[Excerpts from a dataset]
^^^^^^^^^^^^^^^^
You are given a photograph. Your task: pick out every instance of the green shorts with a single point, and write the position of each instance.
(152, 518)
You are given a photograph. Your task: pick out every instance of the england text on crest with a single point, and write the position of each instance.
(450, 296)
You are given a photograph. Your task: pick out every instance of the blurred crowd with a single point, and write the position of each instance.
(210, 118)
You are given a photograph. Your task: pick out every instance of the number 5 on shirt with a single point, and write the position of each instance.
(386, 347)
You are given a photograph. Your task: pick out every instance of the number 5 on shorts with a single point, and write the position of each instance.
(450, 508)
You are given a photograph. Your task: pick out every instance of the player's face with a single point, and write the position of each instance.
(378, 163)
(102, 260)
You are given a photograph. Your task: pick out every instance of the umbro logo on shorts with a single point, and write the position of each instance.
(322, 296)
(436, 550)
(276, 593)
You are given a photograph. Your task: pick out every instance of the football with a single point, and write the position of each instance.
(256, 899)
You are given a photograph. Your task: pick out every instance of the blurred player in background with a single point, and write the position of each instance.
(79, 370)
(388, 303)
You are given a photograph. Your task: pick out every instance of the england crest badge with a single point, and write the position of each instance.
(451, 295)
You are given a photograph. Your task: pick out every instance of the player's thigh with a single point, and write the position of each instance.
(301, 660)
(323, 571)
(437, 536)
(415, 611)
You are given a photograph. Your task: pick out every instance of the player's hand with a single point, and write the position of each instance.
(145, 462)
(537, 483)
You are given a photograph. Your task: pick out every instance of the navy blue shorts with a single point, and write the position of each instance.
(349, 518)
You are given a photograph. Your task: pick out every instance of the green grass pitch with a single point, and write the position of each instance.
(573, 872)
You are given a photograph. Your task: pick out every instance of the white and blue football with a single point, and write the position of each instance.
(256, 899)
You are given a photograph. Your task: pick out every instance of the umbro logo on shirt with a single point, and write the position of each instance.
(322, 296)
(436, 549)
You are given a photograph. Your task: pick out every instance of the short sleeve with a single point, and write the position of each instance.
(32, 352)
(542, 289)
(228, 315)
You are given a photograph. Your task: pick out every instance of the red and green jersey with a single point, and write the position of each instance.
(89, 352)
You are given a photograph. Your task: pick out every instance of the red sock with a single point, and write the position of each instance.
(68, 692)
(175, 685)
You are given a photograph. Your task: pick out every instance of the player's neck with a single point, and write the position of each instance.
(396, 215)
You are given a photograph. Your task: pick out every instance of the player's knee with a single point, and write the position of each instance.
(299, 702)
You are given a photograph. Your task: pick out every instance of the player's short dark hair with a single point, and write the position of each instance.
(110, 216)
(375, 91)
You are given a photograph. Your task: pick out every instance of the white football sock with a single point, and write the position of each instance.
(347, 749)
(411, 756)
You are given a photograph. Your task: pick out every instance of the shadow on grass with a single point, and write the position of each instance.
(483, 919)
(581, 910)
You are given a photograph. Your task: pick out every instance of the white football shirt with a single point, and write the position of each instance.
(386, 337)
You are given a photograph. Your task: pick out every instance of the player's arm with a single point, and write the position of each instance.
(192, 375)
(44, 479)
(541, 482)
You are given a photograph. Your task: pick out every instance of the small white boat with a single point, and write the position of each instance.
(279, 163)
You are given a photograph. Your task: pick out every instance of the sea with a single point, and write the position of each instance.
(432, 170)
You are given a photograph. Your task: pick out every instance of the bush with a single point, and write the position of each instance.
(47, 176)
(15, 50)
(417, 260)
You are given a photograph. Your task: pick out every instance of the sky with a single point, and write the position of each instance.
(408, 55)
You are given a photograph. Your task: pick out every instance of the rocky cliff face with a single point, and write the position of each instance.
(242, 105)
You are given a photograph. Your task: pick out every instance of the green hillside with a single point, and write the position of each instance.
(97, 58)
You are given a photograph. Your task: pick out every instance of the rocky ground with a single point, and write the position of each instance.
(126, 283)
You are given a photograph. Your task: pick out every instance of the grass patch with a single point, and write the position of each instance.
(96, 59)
^^^^^^^^^^^^^^^^
TASK DIRECTIONS: What is needed is an exact copy of every entry above.

OUTPUT OF THE TASK:
You are given a photograph. Your task: pick out every instance of the green shorts with a single point, and write the position of each instance.
(152, 518)
You are given a photograph. Your task: pick out every instance of the england text on crest with a single point, and write the position of each instance.
(450, 296)
You are given a photograph. Your task: pick out every instance of the blurred crowd with a single point, and write the position of each instance.
(210, 118)
You are given a photograph. Your task: pick out every instance of the number 5 on shirt with a single point, and write the position of each instance.
(386, 347)
You are given a photograph. Your task: pick out every instance of the number 5 on shorts with a single point, and write the position of each instance.
(450, 508)
You are given a photograph. Your task: pick out every instance of the player's face with a single point, and write the position of each instance.
(378, 163)
(102, 260)
You are given a photograph. Your task: pick out every instance of the umbro logo on shorts with a single point, and write the position of each instance.
(322, 296)
(436, 550)
(276, 593)
You are given a photograph. Your task: pick out every instance of the football with a single point, and write the position of each instance.
(256, 899)
You are given a photograph. Your task: pick out every instance of the blurred player in background with a single point, and write the position of each instance.
(79, 370)
(388, 303)
You are given a photograph. Your task: pick out every instance of the england crest badge with a single point, and write the position of each instance.
(451, 295)
You are given a photograph. Your task: pick out every instance of the player's thigh with a single point, and write the position of each instance.
(301, 660)
(323, 571)
(437, 536)
(415, 611)
You are given a photograph. Your task: pick out every instance of the player's hand with a single point, and write the position of each instance.
(145, 462)
(537, 483)
You are given a photograph. Your task: pick out every instance of the navy blue shorts with a single point, and write the position of each instance.
(349, 518)
You are given a photograph. Your task: pick out every instance of the green grass pitch with a single point, and write the position of each instance.
(573, 872)
You are given a photograph. Your task: pick out every instance of the white and blue football with a single point, and write the position of each instance.
(256, 899)
You are given a photograph. Your task: pick out every instance of the umbro logo on shirt with a single point, and write the position of each instance.
(322, 296)
(436, 549)
You are given a photograph. Your task: pick out every instance of the short sleeve with a single point, and write the position of each instance.
(32, 352)
(542, 289)
(228, 315)
You are given a photograph. Your task: pick out every instance of the red and green jersey with a single point, and write the position of each instance.
(89, 352)
You are given a photograph. Your task: pick out every instance of the red sock with a single point, and write the position of each instance.
(68, 692)
(175, 685)
You are given a photograph. Your task: pick out every instance of the player's neck with a single point, and write the position of each instance.
(396, 215)
You are given a photograph. Your task: pick out every instance of the player's knee with a single point, and write the position of each instance.
(299, 702)
You are given a photograph. Your task: pick out every instance of the player's short dark hair with a single point, and write the position of each instance.
(110, 216)
(375, 91)
You are given a photograph. Your task: pick out every instance of the white football sock with a single point, and write the position of each instance.
(347, 749)
(411, 756)
You are given a photograph. Your task: pick out every instance of the shadow on grass with a single point, and write the position of each instance.
(483, 919)
(581, 910)
You are given a photograph. Your task: pick out every instance of the white football shirt with a single point, and write the position of each instance.
(386, 337)
You are given a photograph. Your task: pick out every instance of the player's arm with a single point, and write the position of each instance.
(192, 375)
(44, 479)
(541, 482)
You are given a photograph. Your task: pick out every instance of the small white boat with a single point, and write the position of each instance.
(279, 163)
You are given a photograph. Your task: pick out every instance of the sea with a single point, and write the position of each instance.
(432, 170)
You are given a photograph. Your task: pick out every instance of the bush with a single point, and write the position of each instance.
(47, 176)
(15, 50)
(417, 260)
You are given a photograph. Your task: pick out every instance of the sky with a single point, and write the position of each instance.
(408, 55)
You are given a photograph. Your task: pick out every instance of the rocky cliff face with a single point, and write the position of each instance.
(242, 105)
You are given a photograph. Your task: pick out every instance of the green hillside with a single point, and write the position of each instance.
(97, 58)
You are given a photograph. Your task: pick out every instance of the rocky ground with a single point, and write the position of each instance.
(126, 283)
You are given a photograph. Your task: pick out every instance of the grass patch with a single point, and write the position of each instance.
(96, 59)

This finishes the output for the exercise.